▶ **Your task**
Your answer must be every line of the data that contains "below".

BEGIN

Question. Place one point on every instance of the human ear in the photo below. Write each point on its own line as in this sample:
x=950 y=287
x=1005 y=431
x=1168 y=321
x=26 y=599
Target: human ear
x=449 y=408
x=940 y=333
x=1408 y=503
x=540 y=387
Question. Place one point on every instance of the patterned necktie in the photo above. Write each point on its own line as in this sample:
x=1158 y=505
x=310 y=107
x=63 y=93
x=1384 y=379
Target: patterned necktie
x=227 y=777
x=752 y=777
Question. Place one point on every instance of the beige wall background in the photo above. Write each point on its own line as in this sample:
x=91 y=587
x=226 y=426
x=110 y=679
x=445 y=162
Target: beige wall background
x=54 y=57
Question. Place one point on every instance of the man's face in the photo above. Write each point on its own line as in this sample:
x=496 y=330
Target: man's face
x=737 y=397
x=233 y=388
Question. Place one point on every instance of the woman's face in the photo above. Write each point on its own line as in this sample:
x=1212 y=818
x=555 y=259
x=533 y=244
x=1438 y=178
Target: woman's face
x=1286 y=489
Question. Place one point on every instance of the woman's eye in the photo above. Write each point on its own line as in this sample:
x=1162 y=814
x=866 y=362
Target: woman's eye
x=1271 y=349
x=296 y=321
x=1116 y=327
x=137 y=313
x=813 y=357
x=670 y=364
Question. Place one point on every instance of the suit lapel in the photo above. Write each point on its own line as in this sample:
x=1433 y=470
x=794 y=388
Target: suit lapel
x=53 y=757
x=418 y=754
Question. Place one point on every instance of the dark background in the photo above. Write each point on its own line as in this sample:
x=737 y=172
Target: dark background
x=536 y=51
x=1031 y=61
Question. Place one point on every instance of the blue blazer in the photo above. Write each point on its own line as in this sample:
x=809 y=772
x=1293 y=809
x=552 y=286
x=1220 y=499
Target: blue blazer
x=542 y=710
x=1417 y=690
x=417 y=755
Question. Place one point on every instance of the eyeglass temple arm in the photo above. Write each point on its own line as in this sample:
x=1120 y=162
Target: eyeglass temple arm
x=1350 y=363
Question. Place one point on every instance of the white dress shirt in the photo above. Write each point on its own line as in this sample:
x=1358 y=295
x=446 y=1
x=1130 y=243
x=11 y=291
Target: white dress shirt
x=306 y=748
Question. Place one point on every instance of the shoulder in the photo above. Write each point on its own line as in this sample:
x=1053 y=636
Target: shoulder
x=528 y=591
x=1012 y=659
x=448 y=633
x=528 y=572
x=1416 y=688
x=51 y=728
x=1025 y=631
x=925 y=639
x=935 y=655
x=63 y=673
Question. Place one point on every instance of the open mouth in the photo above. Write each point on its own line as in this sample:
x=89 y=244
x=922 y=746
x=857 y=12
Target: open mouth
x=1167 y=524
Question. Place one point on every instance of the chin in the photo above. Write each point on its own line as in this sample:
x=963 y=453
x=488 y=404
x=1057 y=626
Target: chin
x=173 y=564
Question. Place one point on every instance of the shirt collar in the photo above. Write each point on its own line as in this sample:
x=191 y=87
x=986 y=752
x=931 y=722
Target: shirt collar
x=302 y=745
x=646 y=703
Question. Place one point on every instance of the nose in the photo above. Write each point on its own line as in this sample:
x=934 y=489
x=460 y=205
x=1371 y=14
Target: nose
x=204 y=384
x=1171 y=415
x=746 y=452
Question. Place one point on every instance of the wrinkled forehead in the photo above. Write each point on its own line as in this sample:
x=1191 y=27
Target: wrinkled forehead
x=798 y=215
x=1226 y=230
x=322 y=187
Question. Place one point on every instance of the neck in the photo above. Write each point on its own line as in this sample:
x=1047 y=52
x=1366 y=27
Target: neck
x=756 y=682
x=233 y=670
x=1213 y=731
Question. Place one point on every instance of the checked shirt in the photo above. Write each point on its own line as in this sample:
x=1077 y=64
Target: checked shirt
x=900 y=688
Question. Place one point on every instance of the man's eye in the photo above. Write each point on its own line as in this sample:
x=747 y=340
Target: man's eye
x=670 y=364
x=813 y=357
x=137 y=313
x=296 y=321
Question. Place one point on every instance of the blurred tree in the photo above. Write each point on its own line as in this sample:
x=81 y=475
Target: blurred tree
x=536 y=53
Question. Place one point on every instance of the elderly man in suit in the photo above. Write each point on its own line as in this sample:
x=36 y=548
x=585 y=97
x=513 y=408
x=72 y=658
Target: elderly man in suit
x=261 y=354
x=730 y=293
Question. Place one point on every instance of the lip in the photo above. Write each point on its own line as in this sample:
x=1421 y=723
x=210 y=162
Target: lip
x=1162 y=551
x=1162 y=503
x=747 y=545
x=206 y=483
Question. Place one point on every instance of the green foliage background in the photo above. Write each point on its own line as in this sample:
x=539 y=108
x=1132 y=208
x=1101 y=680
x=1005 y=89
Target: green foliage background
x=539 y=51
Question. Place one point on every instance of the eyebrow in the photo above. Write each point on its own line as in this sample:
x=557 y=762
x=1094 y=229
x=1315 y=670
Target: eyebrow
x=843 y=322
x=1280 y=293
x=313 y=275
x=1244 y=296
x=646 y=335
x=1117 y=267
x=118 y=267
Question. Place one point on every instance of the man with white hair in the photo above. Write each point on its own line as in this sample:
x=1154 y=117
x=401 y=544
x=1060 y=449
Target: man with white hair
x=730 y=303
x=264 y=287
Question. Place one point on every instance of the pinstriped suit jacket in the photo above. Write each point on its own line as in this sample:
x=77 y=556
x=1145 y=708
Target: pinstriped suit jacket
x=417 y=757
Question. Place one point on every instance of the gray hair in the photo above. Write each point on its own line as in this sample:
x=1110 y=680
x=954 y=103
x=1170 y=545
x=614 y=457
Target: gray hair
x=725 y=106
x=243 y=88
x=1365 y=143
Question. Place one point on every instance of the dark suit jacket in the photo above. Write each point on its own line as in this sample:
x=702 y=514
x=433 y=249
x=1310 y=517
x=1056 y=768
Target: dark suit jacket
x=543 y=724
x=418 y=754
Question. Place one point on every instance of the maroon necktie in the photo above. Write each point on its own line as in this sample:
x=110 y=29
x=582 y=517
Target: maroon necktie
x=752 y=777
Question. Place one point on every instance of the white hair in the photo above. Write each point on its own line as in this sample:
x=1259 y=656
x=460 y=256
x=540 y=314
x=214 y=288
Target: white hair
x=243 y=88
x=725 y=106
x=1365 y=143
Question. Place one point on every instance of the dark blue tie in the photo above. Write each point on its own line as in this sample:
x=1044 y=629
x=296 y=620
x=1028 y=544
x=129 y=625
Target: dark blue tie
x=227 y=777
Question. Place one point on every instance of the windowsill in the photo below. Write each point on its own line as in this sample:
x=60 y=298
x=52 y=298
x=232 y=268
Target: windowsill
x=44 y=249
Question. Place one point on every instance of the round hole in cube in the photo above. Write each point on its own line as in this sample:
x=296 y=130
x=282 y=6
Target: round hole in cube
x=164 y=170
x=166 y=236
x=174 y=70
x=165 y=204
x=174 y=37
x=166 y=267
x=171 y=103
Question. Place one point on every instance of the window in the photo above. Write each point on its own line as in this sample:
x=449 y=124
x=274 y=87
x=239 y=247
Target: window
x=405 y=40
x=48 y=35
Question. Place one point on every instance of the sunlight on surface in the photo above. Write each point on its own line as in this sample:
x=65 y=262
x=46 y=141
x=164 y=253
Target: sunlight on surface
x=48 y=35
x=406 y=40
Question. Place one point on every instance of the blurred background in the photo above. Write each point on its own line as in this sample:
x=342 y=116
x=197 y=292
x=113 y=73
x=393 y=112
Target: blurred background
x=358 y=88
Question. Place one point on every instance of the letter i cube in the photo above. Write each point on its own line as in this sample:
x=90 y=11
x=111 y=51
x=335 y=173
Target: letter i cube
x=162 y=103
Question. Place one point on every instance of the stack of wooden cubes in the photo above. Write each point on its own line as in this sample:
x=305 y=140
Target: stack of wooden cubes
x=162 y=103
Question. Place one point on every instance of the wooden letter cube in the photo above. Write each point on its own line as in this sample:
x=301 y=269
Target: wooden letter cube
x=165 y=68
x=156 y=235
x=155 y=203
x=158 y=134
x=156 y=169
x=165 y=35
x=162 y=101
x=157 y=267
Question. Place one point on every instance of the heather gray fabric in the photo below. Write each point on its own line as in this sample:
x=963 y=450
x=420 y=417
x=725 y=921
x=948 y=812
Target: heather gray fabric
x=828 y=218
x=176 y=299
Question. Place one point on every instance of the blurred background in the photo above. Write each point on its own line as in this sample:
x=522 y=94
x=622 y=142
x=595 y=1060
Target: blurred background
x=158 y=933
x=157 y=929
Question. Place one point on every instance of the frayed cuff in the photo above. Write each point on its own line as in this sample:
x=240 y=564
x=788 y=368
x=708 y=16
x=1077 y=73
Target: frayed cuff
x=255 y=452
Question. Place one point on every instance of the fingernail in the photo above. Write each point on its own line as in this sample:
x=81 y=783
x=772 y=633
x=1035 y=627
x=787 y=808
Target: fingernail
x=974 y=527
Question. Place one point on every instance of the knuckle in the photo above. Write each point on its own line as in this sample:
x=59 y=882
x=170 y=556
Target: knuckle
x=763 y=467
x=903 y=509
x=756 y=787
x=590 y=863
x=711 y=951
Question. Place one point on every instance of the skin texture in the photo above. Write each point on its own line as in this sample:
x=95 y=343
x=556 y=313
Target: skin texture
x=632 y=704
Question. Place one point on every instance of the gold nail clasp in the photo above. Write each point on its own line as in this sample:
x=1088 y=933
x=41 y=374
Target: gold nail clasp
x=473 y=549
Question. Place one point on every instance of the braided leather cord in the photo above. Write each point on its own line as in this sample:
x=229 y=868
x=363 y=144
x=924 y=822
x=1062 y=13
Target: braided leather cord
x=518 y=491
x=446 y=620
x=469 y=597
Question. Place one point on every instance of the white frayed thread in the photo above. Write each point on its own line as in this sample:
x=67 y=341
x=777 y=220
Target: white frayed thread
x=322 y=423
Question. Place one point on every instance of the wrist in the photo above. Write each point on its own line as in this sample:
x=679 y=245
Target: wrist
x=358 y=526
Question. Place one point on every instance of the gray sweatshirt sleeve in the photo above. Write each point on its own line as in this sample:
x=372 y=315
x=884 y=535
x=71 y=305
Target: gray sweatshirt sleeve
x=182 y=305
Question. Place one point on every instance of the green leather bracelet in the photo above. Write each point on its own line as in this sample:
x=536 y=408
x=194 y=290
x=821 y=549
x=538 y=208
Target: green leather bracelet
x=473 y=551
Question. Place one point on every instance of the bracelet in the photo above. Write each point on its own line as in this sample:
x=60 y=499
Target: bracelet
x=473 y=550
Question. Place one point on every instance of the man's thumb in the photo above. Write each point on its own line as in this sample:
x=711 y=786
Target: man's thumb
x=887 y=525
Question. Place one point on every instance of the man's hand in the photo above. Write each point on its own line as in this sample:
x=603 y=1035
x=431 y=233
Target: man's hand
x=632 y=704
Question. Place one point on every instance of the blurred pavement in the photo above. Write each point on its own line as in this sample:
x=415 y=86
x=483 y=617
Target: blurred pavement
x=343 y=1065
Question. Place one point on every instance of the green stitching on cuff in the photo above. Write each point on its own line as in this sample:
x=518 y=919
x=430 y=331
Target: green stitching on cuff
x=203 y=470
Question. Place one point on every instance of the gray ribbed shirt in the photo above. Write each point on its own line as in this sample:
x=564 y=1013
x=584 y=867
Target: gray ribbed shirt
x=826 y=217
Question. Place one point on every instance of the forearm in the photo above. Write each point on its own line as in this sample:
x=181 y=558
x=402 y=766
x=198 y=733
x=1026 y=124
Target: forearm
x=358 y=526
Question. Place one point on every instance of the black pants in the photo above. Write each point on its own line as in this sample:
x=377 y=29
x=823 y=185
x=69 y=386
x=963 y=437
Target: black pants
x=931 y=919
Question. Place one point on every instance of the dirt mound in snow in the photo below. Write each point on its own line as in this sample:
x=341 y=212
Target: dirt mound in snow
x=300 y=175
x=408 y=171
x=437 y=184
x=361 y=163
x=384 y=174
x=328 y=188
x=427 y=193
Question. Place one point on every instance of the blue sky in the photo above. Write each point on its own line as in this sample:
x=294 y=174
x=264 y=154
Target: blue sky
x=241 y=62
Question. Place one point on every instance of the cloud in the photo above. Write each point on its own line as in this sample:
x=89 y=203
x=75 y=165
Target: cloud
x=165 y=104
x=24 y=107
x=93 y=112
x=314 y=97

END

▶ **Response box**
Question. Place one point on every instance of the human ear in the photo below. Write each point on its own line as in this sample:
Question. Place one point on every instance of the windowsill in the photo below. Write each point on its own line as in this sample:
Question. Place one point on every instance of the heather gray fabric in the photo below. Write each point on its own line as in this sample:
Question. Place one point on every instance of the dirt mound in snow in the photo below. Write each point on its own line as in this sample:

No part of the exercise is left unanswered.